- Your task:
Copy every line of the data exactly, leaving nothing out.

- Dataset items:
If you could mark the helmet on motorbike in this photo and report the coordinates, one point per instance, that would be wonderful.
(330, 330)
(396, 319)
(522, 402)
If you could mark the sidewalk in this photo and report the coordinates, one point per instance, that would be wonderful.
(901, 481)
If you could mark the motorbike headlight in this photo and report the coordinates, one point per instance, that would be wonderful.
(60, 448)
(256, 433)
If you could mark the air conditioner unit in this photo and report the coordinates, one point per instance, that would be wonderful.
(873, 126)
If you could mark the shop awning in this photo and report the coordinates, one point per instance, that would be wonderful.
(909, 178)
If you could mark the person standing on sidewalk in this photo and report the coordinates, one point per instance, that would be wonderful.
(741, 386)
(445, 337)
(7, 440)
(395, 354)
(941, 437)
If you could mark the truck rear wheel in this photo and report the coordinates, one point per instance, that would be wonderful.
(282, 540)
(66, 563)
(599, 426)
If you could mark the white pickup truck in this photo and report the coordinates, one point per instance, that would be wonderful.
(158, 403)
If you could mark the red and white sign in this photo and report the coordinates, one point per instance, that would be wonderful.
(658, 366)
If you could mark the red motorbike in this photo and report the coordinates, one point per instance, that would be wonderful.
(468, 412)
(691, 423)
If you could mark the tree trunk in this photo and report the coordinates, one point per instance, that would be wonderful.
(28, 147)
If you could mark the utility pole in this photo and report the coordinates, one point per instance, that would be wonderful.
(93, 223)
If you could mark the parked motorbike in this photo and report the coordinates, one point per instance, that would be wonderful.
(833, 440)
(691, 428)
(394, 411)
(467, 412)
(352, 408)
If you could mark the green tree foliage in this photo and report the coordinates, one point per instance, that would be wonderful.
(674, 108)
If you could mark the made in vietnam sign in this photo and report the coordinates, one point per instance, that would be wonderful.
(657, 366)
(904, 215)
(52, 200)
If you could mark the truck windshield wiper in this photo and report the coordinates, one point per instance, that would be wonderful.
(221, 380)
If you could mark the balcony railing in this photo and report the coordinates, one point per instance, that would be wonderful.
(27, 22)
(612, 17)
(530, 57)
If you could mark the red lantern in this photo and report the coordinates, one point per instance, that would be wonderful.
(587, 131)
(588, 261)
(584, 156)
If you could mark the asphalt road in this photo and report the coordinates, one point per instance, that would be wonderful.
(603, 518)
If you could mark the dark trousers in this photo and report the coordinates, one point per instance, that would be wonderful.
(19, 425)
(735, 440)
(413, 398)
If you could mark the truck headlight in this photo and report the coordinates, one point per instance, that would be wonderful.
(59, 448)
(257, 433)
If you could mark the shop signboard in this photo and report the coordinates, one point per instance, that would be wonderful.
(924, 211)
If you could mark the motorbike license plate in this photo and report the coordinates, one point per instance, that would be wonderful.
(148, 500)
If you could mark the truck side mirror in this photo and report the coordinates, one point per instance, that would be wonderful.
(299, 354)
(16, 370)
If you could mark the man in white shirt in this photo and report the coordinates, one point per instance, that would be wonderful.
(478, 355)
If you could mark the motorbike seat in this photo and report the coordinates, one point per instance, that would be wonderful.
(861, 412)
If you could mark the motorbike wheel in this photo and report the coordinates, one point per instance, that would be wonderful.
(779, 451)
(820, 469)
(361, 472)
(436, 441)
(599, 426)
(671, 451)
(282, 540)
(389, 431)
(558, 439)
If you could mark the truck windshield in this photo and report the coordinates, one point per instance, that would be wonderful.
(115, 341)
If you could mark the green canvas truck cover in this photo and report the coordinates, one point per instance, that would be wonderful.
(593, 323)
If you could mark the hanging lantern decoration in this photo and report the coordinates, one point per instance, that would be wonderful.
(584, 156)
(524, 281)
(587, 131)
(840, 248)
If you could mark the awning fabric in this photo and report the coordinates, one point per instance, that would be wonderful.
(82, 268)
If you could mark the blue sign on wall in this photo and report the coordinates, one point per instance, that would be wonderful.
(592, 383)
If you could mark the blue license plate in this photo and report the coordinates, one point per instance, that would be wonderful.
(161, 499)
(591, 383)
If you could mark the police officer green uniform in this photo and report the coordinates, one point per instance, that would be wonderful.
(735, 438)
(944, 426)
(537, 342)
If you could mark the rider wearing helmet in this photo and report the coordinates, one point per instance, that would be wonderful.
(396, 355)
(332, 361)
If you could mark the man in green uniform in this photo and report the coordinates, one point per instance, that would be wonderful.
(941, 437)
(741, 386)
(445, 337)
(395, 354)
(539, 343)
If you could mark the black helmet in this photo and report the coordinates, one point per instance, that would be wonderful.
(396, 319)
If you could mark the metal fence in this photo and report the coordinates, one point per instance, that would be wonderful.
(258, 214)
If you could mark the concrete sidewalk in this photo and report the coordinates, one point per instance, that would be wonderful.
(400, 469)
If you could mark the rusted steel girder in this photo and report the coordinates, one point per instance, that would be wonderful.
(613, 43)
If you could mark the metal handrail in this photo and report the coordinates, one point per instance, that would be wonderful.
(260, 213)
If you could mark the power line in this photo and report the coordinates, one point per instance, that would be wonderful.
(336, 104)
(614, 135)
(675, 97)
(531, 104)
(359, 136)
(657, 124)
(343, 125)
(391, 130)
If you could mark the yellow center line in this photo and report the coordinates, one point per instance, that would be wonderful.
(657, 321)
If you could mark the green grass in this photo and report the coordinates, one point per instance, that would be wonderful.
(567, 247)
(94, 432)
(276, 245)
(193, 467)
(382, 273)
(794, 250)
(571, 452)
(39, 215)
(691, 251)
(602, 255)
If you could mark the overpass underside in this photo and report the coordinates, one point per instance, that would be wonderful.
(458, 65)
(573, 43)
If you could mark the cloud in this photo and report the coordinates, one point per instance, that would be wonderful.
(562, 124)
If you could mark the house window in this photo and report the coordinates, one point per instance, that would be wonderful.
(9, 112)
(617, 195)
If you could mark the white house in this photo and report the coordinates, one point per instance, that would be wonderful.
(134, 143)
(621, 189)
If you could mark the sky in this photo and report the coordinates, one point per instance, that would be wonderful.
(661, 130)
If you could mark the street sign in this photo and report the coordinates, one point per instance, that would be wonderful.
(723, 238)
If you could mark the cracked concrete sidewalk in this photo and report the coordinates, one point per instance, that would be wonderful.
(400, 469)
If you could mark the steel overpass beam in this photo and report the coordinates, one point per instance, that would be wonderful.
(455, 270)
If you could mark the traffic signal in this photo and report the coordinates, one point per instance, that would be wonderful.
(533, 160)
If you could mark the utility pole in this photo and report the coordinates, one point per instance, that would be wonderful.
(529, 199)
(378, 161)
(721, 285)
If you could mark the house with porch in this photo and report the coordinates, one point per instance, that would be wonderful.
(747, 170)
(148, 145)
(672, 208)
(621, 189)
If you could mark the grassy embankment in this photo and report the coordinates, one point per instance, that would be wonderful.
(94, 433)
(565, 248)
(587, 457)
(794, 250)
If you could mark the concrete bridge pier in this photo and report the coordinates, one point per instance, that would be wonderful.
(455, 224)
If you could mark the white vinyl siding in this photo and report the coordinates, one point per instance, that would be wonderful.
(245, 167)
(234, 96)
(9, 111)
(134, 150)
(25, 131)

- Output:
If you could mark the helmet on motorbike in this photo and report the coordinates, one point per instance, that would be wonderful.
(330, 330)
(396, 319)
(522, 402)
If you could mark the sidewalk in this photo and report the coordinates, one point per instance, that would be wonderful.
(901, 481)
If you could mark the motorbike headlight in this photo and report the coordinates, one point per instance, that would be wonderful.
(60, 448)
(256, 433)
If you could mark the air conditioner unit in this photo and report the coordinates, one point per instance, that would be wonderful.
(873, 126)
If you could mark the shop awning in this photo and report the coordinates, one point per instance, that would be wonderful.
(909, 178)
If you could mark the person standing on sidewalk in this photo and report the coordinates, one point per instance, that would be wonderful.
(741, 386)
(445, 337)
(7, 440)
(395, 354)
(941, 437)
If you could mark the truck rear wheel in this photo and report the coordinates, one point per instance, that would be wonderful.
(282, 540)
(66, 563)
(599, 426)
If you could mark the white pickup truck in this photo and report the coordinates, one point per instance, that would be wonderful.
(158, 403)
If you could mark the red and white sign in this photo and report the coordinates, one point per instance, that would be wonderful.
(658, 366)
If you could mark the red motorbike in this photo and report the coordinates, one point per instance, that would be wonderful.
(468, 412)
(691, 423)
If you could mark the tree trunk in this photo and report the coordinates, one point per instance, that would be wonderful.
(28, 147)
If you could mark the utility pole in this photo and report the coordinates, one point per instance, that would be wonderful.
(93, 223)
If you could mark the parked motorbike in this photo and report the coordinates, one point per instance, that would be wonderful.
(833, 440)
(691, 428)
(394, 411)
(467, 412)
(352, 408)
If you could mark the green tree foliage in this photo and report the coordinates, one point per instance, that would be wonderful.
(674, 108)
If you could mark the made in vietnam sign in this photo and report the coordinates, one point per instance, that would be wonderful.
(657, 366)
(904, 215)
(52, 200)
If you could mark the truck windshield wiper in this photo and report the coordinates, one point per instance, that would be wonderful.
(221, 380)
If you could mark the balcony railing in this photo and report the coordinates, one point per instance, that would be wonderful.
(27, 22)
(612, 17)
(530, 57)
If you could mark the red lantern in this photo and report the coordinates, one point per instance, that would be wonderful.
(587, 131)
(588, 261)
(584, 156)
If you could mark the asphalt road in this photo and report the coordinates, one point per instance, that would be wonderful.
(603, 518)
If you could mark the dark trousers in this photo and report the coordinates, one point per instance, that would be wonderful.
(19, 425)
(735, 440)
(413, 398)
If you could mark the truck headlight in this photo and report the coordinates, one point per instance, that would be wonderful.
(59, 448)
(257, 433)
If you could mark the shop signboard in this photo and report the coordinates, one point per instance, that would be wonderful.
(924, 211)
If you could mark the motorbike license plate in this photo and report the coordinates, one point per instance, that would be wonderful.
(148, 500)
If you could mark the truck side mirror in this photo and report the coordinates, one point per instance, that would be wonderful.
(299, 354)
(16, 370)
If you could mark the man in white shirt in this photo and report the coordinates, one point per instance, that would be wonderful.
(478, 355)
If you could mark the motorbike seat in this photo and report the coordinates, one point per instance, that would be wonderful.
(861, 412)
If you could mark the motorbike wheel in this photo and report the coordinates, one point per instance, that would be wonderful.
(779, 451)
(820, 469)
(361, 472)
(436, 441)
(599, 426)
(671, 451)
(282, 540)
(389, 431)
(558, 439)
If you could mark the truck windshield in this photo and report the coordinates, one point per instance, that would be wonderful.
(115, 341)
If you could mark the green canvas truck cover in this photo and report the coordinates, one point per instance, that would be wonderful.
(593, 323)
If you could mark the hanging lantern decoration in this photo and report the coordinates, one point per instance, that would be wonderful.
(584, 156)
(524, 281)
(587, 131)
(840, 248)
If you could mark the awning fabric in this photo and report the coordinates, one point per instance, that would be wonderful.
(82, 268)
If you could mark the blue sign on wall in this photo and report the coordinates, one point per instance, that would be wonderful.
(592, 383)
If you could mark the blue license plate in this photo and report the coordinates, one point per instance, that would be wonderful.
(161, 499)
(591, 383)
If you could mark the police officer green uniform in this photo and report the coordinates, one point per instance, that would be wonderful.
(735, 438)
(944, 426)
(537, 342)
If you could mark the rider wearing helmet in this photo and report the coordinates, one point per instance, that would be wonderful.
(396, 355)
(332, 361)
If you could mark the man in green uniform in this photo and report the coordinates, one point per instance, that would be wonderful.
(941, 437)
(741, 386)
(445, 337)
(395, 354)
(539, 343)
If you could mark the black helmet in this photo and report the coordinates, one point per instance, that would be wonderful.
(396, 319)
If you could mark the metal fence in this photo and report the coordinates, one point per instance, that would be wonderful.
(258, 214)
If you could mark the concrete sidewalk in this photo and report the coordinates, one point per instance, that would be wonderful.
(400, 469)
If you could mark the rusted steel girder in this photo and report the coordinates, one point per instance, that would be wonderful.
(613, 43)
If you could mark the metal handrail in this photo and report the coordinates, one point per instance, that would be wonderful.
(260, 213)
If you could mark the power line in this photo and report the coordinates, one point per instance, that would be wonderful.
(336, 104)
(614, 135)
(675, 97)
(531, 104)
(359, 136)
(657, 124)
(343, 125)
(391, 130)
If you could mark the yellow center line in this photo and report the coordinates, one point per instance, that would be wonderful.
(657, 321)
If you could mark the green grass in this photo and report the coordinates, one point per instance, that would be wonderful.
(567, 247)
(94, 432)
(276, 245)
(193, 467)
(382, 273)
(794, 250)
(571, 452)
(39, 215)
(691, 251)
(602, 255)
If you could mark the overpass underside in this photo and report the coordinates, one point per instance, that would be wonderful.
(458, 65)
(573, 43)
If you could mark the cloud in this photo and report the coordinates, one point per instance, that would be wonderful.
(562, 124)
If you could mark the house window in this photo and report the coordinates, one point per instance, that would be wonderful.
(9, 112)
(617, 195)
If you could mark the white house in this photo and report the coordinates, one point per instance, that would be wonderful.
(134, 143)
(621, 189)
If you could mark the sky in this photo and report the coordinates, one point per instance, that would be wonderful.
(661, 130)
If you could mark the street sign in this photo and report the coordinates, one point per instance, that would be wonderful.
(723, 238)
If you could mark the cracked concrete sidewalk in this photo and report the coordinates, one point per instance, that would be wonderful.
(400, 469)
If you could mark the steel overpass beam in this photo and report the coordinates, one point per instance, that would be wonderful.
(455, 270)
If you could mark the traffic signal in this photo and report the coordinates, one point per instance, that would be wonderful.
(533, 160)
If you could mark the utility pole in this photo and report the coordinates, one point per instance, that would be wonderful.
(529, 199)
(378, 161)
(721, 285)
If you could mark the house with porch in this photo and report the coordinates, one point per instance, that would be wonderful.
(747, 170)
(148, 145)
(672, 208)
(621, 189)
If you could mark the grassy embankment in this photo and report the coordinates, one point per instance, that would be wonderful.
(94, 433)
(565, 248)
(587, 457)
(794, 250)
If you could mark the concrete bridge pier in this photo and report the coordinates, one point per instance, that would be wonderful.
(455, 224)
If you could mark the white vinyl siding in this photo and report the coordinates, one point per instance, that would be wonderful.
(245, 167)
(234, 96)
(9, 111)
(134, 150)
(25, 131)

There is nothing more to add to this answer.